## Referring expression pointing data
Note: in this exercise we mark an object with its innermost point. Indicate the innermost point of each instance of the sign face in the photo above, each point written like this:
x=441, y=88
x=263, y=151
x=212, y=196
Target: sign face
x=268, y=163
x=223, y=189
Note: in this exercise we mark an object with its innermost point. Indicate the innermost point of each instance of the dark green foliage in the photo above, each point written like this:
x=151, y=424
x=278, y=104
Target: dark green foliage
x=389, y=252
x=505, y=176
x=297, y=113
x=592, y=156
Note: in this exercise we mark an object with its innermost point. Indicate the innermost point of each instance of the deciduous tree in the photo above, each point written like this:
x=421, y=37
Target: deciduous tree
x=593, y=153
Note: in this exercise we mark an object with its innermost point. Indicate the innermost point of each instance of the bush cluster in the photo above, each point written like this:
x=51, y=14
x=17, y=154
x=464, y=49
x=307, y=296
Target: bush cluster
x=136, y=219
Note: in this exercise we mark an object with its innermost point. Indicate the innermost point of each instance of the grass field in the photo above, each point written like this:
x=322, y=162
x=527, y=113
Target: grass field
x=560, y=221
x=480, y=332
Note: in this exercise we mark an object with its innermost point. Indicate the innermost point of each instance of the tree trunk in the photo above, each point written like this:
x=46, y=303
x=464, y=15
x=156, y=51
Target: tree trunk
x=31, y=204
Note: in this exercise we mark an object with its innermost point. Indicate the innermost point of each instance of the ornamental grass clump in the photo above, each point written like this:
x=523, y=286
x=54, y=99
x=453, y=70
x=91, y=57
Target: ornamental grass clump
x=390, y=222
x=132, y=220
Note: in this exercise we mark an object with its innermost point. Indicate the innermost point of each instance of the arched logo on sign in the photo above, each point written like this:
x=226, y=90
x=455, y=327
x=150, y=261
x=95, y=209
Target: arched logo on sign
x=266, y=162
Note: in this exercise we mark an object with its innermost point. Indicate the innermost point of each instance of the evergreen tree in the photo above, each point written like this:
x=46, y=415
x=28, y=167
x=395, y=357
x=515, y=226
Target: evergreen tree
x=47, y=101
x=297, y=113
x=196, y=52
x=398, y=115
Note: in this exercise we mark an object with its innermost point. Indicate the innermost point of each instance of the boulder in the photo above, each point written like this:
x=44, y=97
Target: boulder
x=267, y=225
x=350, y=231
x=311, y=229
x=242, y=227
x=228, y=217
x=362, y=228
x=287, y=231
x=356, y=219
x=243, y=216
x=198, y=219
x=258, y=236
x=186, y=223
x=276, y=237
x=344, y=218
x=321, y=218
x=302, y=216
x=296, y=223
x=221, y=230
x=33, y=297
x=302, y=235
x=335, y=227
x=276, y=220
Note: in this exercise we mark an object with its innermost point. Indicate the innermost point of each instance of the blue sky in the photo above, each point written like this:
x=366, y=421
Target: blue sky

## Exercise requirements
Would you transcribe the data above exactly as it stands?

## Written response
Note: in this exercise we mark an object with its innermost point. Indicate the innermost point of each instance of the sign face in the photo above, each point written like this:
x=441, y=88
x=263, y=151
x=212, y=196
Target: sign face
x=268, y=163
x=223, y=189
Note: in this exercise we mark an object with its innermost point. Indicate the innermost point of each instance of the dark green foliage in the photo above, each point written like this:
x=151, y=424
x=278, y=104
Target: dark green foliage
x=389, y=252
x=505, y=176
x=297, y=113
x=592, y=156
Note: in this exercise we mark an object with its innermost point. Indicate the innermost point of each instance of the deciduous tree in the photo above, each point written like this:
x=421, y=37
Target: deciduous tree
x=593, y=153
Note: in this exercise we mark an object with its innermost point. Indicate the innermost point of each instance of the bush cluster in the photo above, each point written like this:
x=51, y=14
x=17, y=154
x=464, y=49
x=307, y=296
Target: bush cluster
x=136, y=219
Note: in this exercise we mark an object with its innermost point. Indicate the innermost point of each instance of the grass field in the photo above, each point written like this:
x=322, y=162
x=527, y=113
Target: grass field
x=560, y=221
x=480, y=332
Note: in this exercise we mark an object with its innermost point. Indicate the innermost point of each instance of the tree trunk in the photo above, each point written like this:
x=46, y=303
x=464, y=15
x=156, y=51
Target: tree trunk
x=31, y=204
Note: in this exercise we mark an object with its innermost point. Indicate the innermost point of each instance of the ornamental grass clump in the photo above, each point written like this:
x=523, y=286
x=54, y=99
x=453, y=70
x=91, y=57
Target: ornamental grass clump
x=390, y=222
x=132, y=220
Note: in this exercise we mark an object with its innermost point. Indicate the innermost point of each instance of the arched logo on sign in the photo above, each point written like this:
x=226, y=90
x=455, y=327
x=150, y=261
x=95, y=209
Target: arched logo on sign
x=266, y=162
Note: in this exercise we mark an object with its innermost point. Indicate the innermost point of each instance of the evergreen tree in the photo above, each point written like this:
x=46, y=415
x=28, y=167
x=395, y=357
x=515, y=226
Target: evergreen tree
x=47, y=101
x=297, y=113
x=196, y=52
x=398, y=115
Note: in this exercise we mark an object with its innermost point. Indicate the innermost point of each instance of the boulder in the photo above, each point written like this:
x=44, y=97
Target: boulder
x=267, y=225
x=350, y=231
x=311, y=229
x=242, y=227
x=228, y=217
x=362, y=228
x=287, y=231
x=356, y=219
x=243, y=216
x=198, y=219
x=258, y=236
x=186, y=223
x=276, y=237
x=344, y=218
x=321, y=218
x=302, y=216
x=296, y=223
x=221, y=230
x=33, y=297
x=302, y=235
x=335, y=227
x=276, y=220
Note: in this exercise we mark an object with its innermost point. Indicate the innermost point of each instance of the blue sky in the photo above, each point written like this:
x=366, y=421
Target: blue sky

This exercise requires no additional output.